## TASK TO COMPLETE
Copy the data precisely, keeping every character.

## ENTRIES SUPPLIED
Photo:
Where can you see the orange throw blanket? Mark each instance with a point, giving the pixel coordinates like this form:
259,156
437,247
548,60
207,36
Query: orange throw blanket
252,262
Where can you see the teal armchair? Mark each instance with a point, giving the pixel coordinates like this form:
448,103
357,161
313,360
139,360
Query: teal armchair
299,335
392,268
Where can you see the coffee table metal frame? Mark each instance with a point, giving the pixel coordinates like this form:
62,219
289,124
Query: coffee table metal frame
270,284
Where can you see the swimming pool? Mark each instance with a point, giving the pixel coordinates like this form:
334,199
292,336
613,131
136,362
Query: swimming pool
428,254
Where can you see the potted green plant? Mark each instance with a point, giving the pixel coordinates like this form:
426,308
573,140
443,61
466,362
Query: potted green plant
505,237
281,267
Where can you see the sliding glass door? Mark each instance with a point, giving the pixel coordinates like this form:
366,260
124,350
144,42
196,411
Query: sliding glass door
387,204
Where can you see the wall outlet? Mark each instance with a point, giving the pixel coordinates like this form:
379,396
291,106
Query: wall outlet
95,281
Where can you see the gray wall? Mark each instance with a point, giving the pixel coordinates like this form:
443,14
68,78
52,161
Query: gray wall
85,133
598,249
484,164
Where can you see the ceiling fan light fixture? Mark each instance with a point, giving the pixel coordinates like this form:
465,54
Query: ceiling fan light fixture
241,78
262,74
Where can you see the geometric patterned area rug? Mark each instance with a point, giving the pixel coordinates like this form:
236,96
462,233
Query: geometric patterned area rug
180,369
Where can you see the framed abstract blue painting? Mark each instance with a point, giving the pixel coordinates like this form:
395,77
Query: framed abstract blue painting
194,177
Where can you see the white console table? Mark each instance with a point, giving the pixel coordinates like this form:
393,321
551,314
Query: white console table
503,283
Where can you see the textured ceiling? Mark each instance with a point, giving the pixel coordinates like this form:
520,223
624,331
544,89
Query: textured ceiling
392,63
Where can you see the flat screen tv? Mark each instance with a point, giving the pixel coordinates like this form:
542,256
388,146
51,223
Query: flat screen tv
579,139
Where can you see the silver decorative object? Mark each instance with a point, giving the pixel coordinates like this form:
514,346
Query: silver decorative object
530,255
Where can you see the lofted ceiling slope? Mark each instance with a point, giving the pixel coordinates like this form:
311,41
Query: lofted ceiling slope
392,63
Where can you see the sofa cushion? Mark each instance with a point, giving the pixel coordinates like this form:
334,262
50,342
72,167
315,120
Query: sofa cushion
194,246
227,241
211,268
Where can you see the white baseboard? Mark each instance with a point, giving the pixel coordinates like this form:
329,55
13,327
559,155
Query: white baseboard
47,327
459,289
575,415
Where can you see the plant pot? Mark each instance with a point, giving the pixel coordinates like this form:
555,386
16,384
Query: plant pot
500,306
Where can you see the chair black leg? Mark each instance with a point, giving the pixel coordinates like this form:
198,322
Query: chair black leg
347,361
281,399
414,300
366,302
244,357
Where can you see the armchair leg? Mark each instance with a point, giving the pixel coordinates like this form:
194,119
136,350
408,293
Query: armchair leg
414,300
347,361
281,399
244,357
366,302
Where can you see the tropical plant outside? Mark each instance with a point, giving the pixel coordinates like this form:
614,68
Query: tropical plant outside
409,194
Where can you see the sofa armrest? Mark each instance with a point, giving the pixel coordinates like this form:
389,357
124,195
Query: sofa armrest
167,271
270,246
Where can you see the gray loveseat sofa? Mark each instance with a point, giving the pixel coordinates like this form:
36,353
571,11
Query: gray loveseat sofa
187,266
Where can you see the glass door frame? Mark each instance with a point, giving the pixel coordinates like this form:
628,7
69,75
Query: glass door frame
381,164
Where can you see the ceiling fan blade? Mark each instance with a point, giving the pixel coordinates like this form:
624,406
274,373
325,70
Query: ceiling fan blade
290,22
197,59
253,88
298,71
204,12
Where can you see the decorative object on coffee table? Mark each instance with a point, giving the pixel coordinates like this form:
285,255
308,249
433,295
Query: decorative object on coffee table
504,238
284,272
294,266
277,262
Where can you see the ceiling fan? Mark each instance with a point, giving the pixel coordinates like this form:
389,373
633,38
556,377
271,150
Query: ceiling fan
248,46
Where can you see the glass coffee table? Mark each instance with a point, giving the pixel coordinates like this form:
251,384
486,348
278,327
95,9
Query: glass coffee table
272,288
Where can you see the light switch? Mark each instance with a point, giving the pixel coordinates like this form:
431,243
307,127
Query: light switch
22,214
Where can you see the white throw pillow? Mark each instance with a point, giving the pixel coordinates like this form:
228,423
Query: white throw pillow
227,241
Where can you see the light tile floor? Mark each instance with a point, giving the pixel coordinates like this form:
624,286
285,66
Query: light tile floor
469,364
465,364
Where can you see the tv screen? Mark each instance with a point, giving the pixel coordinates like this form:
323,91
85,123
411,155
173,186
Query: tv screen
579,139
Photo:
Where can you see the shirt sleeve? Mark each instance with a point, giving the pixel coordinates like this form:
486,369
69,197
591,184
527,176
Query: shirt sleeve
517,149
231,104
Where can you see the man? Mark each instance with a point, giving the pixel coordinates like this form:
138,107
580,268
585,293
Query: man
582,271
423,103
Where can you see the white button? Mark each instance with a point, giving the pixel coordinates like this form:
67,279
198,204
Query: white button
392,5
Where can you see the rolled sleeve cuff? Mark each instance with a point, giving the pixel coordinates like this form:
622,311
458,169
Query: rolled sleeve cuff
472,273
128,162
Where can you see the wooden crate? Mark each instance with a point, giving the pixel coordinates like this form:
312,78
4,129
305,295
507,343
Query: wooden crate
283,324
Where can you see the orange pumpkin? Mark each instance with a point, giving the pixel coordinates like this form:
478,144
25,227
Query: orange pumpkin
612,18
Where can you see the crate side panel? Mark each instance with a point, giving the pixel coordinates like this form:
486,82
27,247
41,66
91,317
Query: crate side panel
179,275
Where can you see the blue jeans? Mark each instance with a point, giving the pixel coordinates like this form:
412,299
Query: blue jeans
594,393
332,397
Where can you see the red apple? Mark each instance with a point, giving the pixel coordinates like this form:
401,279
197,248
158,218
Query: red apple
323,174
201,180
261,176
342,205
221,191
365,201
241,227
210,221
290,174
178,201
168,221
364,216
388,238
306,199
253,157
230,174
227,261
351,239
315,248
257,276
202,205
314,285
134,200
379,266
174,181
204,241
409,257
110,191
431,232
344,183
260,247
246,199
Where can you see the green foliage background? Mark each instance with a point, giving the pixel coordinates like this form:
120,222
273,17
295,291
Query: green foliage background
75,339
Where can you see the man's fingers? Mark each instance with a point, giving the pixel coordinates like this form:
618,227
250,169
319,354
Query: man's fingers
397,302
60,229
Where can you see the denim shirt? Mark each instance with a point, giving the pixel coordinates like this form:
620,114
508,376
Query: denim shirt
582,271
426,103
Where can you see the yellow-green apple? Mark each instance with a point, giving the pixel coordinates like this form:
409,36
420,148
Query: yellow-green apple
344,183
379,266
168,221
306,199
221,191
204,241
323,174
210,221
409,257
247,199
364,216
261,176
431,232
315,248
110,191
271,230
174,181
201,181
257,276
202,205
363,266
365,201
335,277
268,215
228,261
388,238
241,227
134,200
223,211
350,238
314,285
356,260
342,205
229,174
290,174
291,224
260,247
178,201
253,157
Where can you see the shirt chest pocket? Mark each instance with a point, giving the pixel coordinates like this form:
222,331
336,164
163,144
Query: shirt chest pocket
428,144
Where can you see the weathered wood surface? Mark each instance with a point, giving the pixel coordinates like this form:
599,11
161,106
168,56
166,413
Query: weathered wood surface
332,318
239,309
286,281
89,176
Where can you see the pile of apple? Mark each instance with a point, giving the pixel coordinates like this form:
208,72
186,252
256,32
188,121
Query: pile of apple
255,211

## SOLUTION FOR THIS TASK
Photo:
Where can you see the orange throw blanket? Mark each instance with a point, giving the pixel coordinates like this form:
259,156
437,247
548,60
207,36
Query: orange throw blanket
252,262
Where can you see the teal armchair? Mark each instance with a point, giving the pixel coordinates like this form:
448,103
357,161
313,360
139,360
Query: teal armchair
299,335
392,268
Where can you see the coffee table metal frame? Mark each instance with a point, giving the pixel coordinates like this form:
62,219
289,124
Query: coffee table metal frame
270,284
Where can you see the swimming pool? Mark each instance with a point, giving the pixel coordinates like this form:
334,199
292,336
613,131
136,362
Query: swimming pool
428,254
Where can you see the potted green plant? Mark each instance with a point, giving the pixel coordinates like this form:
426,308
573,140
443,61
466,362
Query: potted green plant
505,237
281,267
Where can you see the sliding glass door? Mark each instance with a point, giving the pixel coordinates like this form:
366,260
124,350
144,42
196,411
Query: sliding glass door
387,204
Where can you see the wall outlet? Mark each instance with a point, giving the pixel coordinates like this form:
379,396
291,106
Query: wall outlet
95,281
Where can you see the gray wall? Mark each instance with a point, giving the pixel coordinates like this form:
443,14
68,78
52,161
Query: gray wall
85,133
598,249
484,164
Where can you see the ceiling fan light fixture? Mark each instance with a point, giving the pixel coordinates like this form:
465,54
Query: ceiling fan light fixture
241,78
262,74
Where can you see the geometric patterned area rug? Mark each instance with a point, giving the pixel coordinates like this form:
236,96
462,233
Query: geometric patterned area rug
180,369
Where can you see the framed abstract blue painting? Mark each instance with a point, giving the pixel coordinates like this form:
395,77
Query: framed abstract blue painting
194,177
Where can you see the white console table? Mark each instance with a point, giving the pixel coordinates like this form:
393,321
551,314
Query: white console table
503,283
Where can you see the textured ceiling? Mark each instance with a point, giving the pixel coordinates like this form:
520,223
624,331
544,89
Query: textured ceiling
392,63
Where can you see the flat screen tv? Mark each instance with a point, giving the pixel coordinates like this form:
542,256
388,146
51,223
Query: flat screen tv
579,139
Where can you see the silver decorative object? Mark each instance with a point, giving the pixel coordinates like this form:
514,346
Query: silver decorative object
530,255
Where can you see the lofted ceiling slope? Mark each instance with a point, giving the pixel coordinates like this form:
311,41
Query: lofted ceiling slope
392,63
Where can you see the sofa cushion? Mark each instance with a point, giving the pixel coordinates like this form:
334,262
50,342
72,167
315,120
Query: sofa cushion
194,246
227,241
211,268
Where can you see the white baseboard? Mark each instance with a point, giving the pixel coordinates like this form:
329,55
13,327
559,155
Query: white baseboard
47,327
459,289
575,415
Where can you see the plant pot? Mark each instance with a point, giving the pixel coordinates like this form:
555,386
16,384
Query: plant pot
500,306
Where can you see the chair black leg? Mark each instance with a point, giving the pixel coordinates like this form:
198,322
Query: chair black leg
347,361
281,399
414,300
366,302
244,357
Where can you see the armchair leg? Mark each instance with a point, giving the pixel coordinates like this form:
194,119
136,350
408,293
Query: armchair leg
414,300
347,361
281,399
244,357
366,302
Where can you see the tropical plant outside? Mark each instance with a point, giving the pixel coordinates like this form:
614,68
Query: tropical plant outside
409,194
Where can you see the sofa armrest? Mark each instance with a point, giving the pixel coordinates like this form:
389,357
124,195
Query: sofa armrest
167,271
270,246
Where can you see the gray loveseat sofa? Mark each instance with a point, giving the pixel coordinates like this form:
36,353
571,11
Query: gray loveseat sofa
187,266
Where can you see the glass door frame? Mark each instance with a point, giving the pixel coordinates like this form:
628,7
69,75
Query: glass door frame
381,164
Where can you see the ceiling fan blade? Mark each instance with a point, giving the pixel coordinates like this form:
624,406
274,373
325,70
Query: ceiling fan blade
290,22
197,59
253,88
298,71
204,12
Where can you see the decorative object on coffee table? Mark each instance with a point, giving the pixel coordinates like this form:
285,255
308,249
433,295
Query: decorative object on coffee table
504,238
284,272
294,266
277,262
Where can you see the ceiling fan? Mark each instance with a point, giving the pixel coordinates like this form:
389,373
633,38
556,377
271,150
Query: ceiling fan
248,46
Where can you see the glass coffee table? Mark each instance with a point, giving the pixel coordinates like this form:
251,384
486,348
278,327
95,9
Query: glass coffee table
272,288
Where can you see the light switch? Mark each instance with a point, giving the pixel coordinates like this form:
431,243
307,127
Query: light switch
22,214
Where can you see the white throw pillow? Mark each instance with a point, giving the pixel coordinates like this form:
228,423
Query: white throw pillow
227,241
Where can you see the light tile floor? Mark each instance with a point, giving the pixel coordinates like this form:
624,286
285,66
Query: light tile floor
469,364
465,364
Where can you see the tv screen? Mark each instance with a point, giving the pixel coordinates like this form:
323,91
85,123
411,155
173,186
Query: tv screen
579,139
Photo:
Where can you see the shirt sleeve? Mark each instance with a point, giving the pixel coordinates like this form:
486,369
69,197
591,184
527,176
Query: shirt sleeve
517,149
231,104
Where can you see the man? Mark each instance with a point, giving the pixel coordinates like this form:
138,107
580,268
585,293
Query: man
582,271
423,103
Where can you see the white button? Mark each instance with a point, giving the pixel coordinates like this form:
67,279
198,204
Query: white button
392,5
Where can you see the rolled sleeve cuff? Mark each instance with a point, giving the pixel coordinates like this form:
622,311
458,169
Query: rolled sleeve cuff
472,273
128,162
Where can you see the wooden crate? Mark each instance with a point, giving the pixel coordinates like this form:
312,78
4,129
305,295
507,343
Query: wooden crate
283,324
Where can you see the orange pumpkin? Mark each instance with a point, giving the pixel coordinates like this form:
478,144
25,227
Query: orange pumpkin
612,18
Where can you see the crate side panel? Mark each instance with a point, giving the pixel coordinates like this form:
486,82
27,247
41,66
91,317
Query: crate side panel
179,275
Where can you see the blue jeans? Mark each instance with a point, giving the pixel coordinates like this form:
412,299
Query: blue jeans
594,393
332,397
Where can you see the red apple? Mark each instance with a point, giving the pixel coordinates like this form:
401,279
197,248
158,218
Query: red apple
323,174
201,180
261,176
342,205
221,191
365,201
241,227
210,221
290,174
178,201
168,221
364,216
388,238
306,199
253,157
230,174
227,261
351,239
315,248
257,276
202,205
314,285
134,200
379,266
174,181
204,241
409,257
110,191
431,232
344,183
260,247
246,199
Where can you see the green foliage background? Mark each instance with a point, giving the pixel coordinates like this form:
120,222
273,17
295,291
Query: green foliage background
75,339
Where can you see the man's fingers? Mark each instance with a point, giving the pixel coordinates like this form:
618,227
250,169
319,354
Query: man's fingers
397,302
60,229
Where can you see the denim shirt? Mark each instance with a point, giving the pixel coordinates like this form:
620,114
508,376
Query: denim shirt
582,271
426,103
Where can you see the yellow-green apple? Mark each instance with a point, giving the pixel coordinates like this form:
409,36
420,148
Query: yellow-green apple
344,183
379,266
168,221
306,199
221,191
204,241
323,174
210,221
409,257
247,199
364,216
261,176
431,232
315,248
110,191
271,230
174,181
201,181
257,276
202,205
363,266
365,201
335,277
268,215
228,261
388,238
241,227
134,200
223,211
350,238
314,285
356,260
342,205
229,174
290,174
291,224
260,247
178,201
253,157
Where can you see the shirt chest pocket? Mark each instance with a point, giving the pixel coordinates like this form:
222,331
336,164
163,144
Query: shirt chest pocket
428,144
Where can you see the weathered wood surface? Mark each instance with a point, giving the pixel coordinates like this form:
599,11
161,106
168,56
166,413
Query: weathered wood surface
332,318
239,309
286,281
89,176
Where can you see the pile of apple? Mark each instance with a point, giving the pixel coordinates like this form:
208,72
186,252
256,32
188,121
Query: pile of apple
255,211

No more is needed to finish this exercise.